**Prompt**
Reproduce the passage from the Chapslee Estate article, starting at "Lord Auckland, Governor" and ending at "it ‘Secretary’s Lodge’.".

**Excerpt to read**
════════

= Chapslee Estate =

Residential property in Shimla, Himachal Pradesh, India

Chapslee Estate is a residential property in Bharari adjacent to the Lakkar Bazaar in Shimla, Himachal Pradesh, India. The estate houses the erstwhile Secretary's Lodge which is now a heritage hotel run by the erstwhile Maharaja of Kapurthala.

== History ==

Chapslee is one of the oldest estates in Shimla having been built between 1828 and 1835. It was built by Doctor Blake, a surgeon in the service of the British East India Company.

Lord Auckland, Governor General of the East India Company Territories, was a resident of the adjoining Auckland House. Finding the accommodation insufficient, he took this property first on rent and later purchased it in 1836, to house his private & Military Secretaries, ‘Aides De Camps’ (ADC's) and named it ‘Secretary’s Lodge’.

The Estate now has a school on it, and the home is run as an exclusive, heritage home by the owner Kanwar Ratanjit Singh and his family. He is the grandson of Raja Charanjit Singh of Kapurthala.

== First Anglo-Afghan War ==
In June 1838, a tripartite treaty between the Government of India, Ranjit Singh and Shah Shuja was signed for the latter's restoration. Following this, Lord Auckland issued the Simla Manifesto announcing the intention of the Government of India to restore Shah Shuja to the throne of Afghanistan.

════════

Collected data
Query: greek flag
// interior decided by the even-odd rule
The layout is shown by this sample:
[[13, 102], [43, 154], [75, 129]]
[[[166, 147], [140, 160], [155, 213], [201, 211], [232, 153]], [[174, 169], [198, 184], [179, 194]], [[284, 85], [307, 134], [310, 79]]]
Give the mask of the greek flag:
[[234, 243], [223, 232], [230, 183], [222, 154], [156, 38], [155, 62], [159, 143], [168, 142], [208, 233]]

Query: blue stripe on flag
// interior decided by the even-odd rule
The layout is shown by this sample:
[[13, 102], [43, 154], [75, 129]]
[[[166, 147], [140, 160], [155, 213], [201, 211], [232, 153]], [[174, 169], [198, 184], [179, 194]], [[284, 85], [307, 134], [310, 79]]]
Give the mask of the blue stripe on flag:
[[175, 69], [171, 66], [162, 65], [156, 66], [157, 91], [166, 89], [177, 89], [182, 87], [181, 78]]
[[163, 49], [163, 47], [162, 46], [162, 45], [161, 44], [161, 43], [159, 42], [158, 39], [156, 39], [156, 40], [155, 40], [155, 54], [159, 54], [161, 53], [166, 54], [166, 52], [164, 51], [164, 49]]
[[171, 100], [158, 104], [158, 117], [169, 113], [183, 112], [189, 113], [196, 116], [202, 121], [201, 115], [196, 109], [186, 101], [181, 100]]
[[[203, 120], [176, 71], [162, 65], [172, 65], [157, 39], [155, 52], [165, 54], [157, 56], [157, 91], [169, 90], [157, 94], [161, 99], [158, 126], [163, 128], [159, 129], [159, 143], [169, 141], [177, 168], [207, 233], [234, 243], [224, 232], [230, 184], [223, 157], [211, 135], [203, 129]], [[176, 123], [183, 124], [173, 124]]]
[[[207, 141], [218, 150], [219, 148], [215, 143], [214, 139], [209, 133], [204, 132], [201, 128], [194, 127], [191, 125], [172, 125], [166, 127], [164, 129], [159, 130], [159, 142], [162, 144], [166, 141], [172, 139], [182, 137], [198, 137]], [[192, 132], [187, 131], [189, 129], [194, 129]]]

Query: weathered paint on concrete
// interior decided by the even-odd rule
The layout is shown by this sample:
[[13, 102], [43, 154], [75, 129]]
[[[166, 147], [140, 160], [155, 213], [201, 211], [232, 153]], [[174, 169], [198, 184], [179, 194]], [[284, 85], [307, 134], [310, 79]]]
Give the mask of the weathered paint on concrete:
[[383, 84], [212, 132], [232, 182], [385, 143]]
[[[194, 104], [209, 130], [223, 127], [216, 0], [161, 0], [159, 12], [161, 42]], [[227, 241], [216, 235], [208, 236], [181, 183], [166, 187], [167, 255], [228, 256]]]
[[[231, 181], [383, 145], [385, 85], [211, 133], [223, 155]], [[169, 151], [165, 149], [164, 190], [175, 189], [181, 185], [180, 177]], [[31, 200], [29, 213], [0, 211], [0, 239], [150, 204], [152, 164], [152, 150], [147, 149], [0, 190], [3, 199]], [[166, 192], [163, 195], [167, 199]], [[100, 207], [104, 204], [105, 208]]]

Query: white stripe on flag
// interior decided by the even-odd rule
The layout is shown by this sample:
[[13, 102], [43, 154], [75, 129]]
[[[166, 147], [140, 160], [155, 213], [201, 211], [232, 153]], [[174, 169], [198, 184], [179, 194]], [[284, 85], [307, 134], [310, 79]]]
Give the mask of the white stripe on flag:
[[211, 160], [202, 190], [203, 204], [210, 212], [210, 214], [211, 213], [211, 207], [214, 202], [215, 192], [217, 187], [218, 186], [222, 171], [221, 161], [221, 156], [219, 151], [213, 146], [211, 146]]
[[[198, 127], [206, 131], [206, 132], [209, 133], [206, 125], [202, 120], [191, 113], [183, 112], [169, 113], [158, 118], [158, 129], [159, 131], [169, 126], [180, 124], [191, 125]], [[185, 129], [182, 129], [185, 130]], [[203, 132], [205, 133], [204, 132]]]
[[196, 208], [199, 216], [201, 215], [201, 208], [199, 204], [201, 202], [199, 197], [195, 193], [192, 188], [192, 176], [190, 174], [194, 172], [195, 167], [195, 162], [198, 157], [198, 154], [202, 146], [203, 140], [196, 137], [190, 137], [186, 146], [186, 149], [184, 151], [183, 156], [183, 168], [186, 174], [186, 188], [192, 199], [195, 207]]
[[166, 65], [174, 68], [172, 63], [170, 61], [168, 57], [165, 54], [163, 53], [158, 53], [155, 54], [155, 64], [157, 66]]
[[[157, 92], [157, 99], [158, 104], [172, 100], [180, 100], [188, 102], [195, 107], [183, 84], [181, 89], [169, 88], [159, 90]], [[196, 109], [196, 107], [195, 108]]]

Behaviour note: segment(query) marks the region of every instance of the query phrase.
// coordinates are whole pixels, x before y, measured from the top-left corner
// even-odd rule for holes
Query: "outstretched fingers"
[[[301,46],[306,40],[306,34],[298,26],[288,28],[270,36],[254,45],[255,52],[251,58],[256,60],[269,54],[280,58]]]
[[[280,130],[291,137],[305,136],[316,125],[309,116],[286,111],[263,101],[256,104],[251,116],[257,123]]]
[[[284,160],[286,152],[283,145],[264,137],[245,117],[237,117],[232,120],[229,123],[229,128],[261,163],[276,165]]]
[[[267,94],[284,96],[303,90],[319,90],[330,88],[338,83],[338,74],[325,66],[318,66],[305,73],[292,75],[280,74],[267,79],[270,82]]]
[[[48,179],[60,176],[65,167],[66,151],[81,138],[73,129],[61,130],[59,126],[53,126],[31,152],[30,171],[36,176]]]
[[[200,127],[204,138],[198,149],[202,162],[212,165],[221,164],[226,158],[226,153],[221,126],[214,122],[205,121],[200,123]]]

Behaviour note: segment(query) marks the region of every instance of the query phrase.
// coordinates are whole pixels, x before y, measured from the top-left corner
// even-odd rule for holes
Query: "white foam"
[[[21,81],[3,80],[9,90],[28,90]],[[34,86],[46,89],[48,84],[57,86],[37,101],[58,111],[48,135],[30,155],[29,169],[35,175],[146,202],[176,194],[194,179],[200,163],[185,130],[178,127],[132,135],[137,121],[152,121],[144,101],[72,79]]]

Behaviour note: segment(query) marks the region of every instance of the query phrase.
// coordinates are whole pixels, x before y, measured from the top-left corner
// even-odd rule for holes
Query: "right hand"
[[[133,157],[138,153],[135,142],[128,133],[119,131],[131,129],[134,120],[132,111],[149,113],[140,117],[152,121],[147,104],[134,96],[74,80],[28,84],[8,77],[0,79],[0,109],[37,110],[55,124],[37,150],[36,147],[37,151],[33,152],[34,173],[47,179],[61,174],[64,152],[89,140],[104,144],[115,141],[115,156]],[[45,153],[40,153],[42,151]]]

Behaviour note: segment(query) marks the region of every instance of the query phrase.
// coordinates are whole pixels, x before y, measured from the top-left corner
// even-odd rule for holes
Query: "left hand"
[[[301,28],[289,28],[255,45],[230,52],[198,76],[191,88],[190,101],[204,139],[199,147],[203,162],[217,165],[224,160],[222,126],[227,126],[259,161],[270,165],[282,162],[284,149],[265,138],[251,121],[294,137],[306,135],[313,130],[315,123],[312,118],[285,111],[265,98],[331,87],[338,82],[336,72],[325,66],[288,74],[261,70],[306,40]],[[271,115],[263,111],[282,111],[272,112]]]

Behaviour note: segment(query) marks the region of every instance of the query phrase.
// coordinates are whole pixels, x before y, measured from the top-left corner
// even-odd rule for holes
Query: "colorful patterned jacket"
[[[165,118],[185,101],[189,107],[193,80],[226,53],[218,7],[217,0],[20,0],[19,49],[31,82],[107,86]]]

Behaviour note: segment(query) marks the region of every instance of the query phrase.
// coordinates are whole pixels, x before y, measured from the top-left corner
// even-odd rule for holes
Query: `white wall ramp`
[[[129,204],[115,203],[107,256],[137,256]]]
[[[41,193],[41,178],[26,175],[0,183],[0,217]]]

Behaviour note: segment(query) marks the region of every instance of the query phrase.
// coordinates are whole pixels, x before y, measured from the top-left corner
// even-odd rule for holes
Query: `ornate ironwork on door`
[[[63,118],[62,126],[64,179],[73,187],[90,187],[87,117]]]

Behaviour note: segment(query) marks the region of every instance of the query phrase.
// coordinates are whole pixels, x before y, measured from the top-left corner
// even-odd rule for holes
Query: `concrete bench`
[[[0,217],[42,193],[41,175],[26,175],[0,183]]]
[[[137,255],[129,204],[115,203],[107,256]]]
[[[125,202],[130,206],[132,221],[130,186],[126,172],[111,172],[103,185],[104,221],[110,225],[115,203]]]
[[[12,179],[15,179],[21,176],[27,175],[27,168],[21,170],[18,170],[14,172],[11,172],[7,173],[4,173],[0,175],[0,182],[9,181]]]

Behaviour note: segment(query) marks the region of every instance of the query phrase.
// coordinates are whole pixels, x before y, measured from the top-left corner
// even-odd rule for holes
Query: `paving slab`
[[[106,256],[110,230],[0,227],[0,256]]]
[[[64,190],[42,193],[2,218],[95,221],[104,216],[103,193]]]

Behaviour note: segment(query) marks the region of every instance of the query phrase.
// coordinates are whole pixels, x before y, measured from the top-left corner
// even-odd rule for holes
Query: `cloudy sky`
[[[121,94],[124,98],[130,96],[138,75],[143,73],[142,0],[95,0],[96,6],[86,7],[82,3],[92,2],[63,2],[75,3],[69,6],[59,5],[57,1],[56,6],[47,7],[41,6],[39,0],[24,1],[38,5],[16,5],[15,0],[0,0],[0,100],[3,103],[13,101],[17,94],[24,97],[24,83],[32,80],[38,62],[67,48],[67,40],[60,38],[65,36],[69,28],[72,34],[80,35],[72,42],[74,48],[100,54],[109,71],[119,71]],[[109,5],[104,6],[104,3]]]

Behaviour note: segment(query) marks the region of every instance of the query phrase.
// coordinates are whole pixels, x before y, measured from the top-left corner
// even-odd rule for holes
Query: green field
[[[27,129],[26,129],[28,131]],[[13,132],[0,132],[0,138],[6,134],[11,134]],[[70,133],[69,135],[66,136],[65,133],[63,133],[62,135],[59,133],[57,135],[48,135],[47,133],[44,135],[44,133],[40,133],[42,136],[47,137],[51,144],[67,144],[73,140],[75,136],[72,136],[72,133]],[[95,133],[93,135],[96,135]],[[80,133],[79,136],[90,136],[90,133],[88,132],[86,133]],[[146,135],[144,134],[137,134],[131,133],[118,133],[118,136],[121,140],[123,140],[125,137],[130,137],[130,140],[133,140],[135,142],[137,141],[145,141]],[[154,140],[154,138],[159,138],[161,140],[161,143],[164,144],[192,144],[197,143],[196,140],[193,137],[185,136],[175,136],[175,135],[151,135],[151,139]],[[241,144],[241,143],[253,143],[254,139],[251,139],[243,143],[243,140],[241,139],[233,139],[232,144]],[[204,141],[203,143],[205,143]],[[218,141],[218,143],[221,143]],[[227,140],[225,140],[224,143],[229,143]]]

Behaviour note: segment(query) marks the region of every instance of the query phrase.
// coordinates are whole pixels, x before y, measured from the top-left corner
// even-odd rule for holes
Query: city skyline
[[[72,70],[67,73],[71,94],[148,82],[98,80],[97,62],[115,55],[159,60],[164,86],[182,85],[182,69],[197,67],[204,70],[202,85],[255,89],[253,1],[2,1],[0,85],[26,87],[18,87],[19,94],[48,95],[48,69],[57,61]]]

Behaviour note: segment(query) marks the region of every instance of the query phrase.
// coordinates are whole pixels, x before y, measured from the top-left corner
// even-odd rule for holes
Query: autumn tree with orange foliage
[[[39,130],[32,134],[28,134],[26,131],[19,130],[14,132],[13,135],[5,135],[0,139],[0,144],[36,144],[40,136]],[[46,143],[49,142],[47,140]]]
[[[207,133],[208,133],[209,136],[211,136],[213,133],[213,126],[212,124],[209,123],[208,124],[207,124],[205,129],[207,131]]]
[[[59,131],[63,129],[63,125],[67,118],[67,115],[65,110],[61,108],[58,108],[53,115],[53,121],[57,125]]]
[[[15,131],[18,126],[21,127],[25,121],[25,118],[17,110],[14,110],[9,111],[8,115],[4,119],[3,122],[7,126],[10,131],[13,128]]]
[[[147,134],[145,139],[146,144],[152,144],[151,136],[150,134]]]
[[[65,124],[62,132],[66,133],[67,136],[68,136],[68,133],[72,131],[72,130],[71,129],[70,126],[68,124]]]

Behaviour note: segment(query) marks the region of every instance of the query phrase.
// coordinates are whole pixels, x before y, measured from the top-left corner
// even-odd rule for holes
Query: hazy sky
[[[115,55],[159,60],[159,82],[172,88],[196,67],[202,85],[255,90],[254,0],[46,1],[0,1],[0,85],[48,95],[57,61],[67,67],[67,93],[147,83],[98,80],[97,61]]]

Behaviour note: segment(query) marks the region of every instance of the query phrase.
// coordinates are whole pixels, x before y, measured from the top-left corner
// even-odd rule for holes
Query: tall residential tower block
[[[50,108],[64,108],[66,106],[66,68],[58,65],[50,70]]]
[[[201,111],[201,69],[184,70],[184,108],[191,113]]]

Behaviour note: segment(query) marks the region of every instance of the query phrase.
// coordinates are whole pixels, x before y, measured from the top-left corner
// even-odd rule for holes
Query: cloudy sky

════════

**Finished exercise**
Lord Auckland, Governor General of the East India Company Territories, was a resident of the adjoining Auckland House. Finding the accommodation insufficient, he took this property first on rent and later purchased it in 1836, to house his private & Military Secretaries, ‘Aides De Camps’ (ADC's) and named it ‘Secretary’s Lodge’.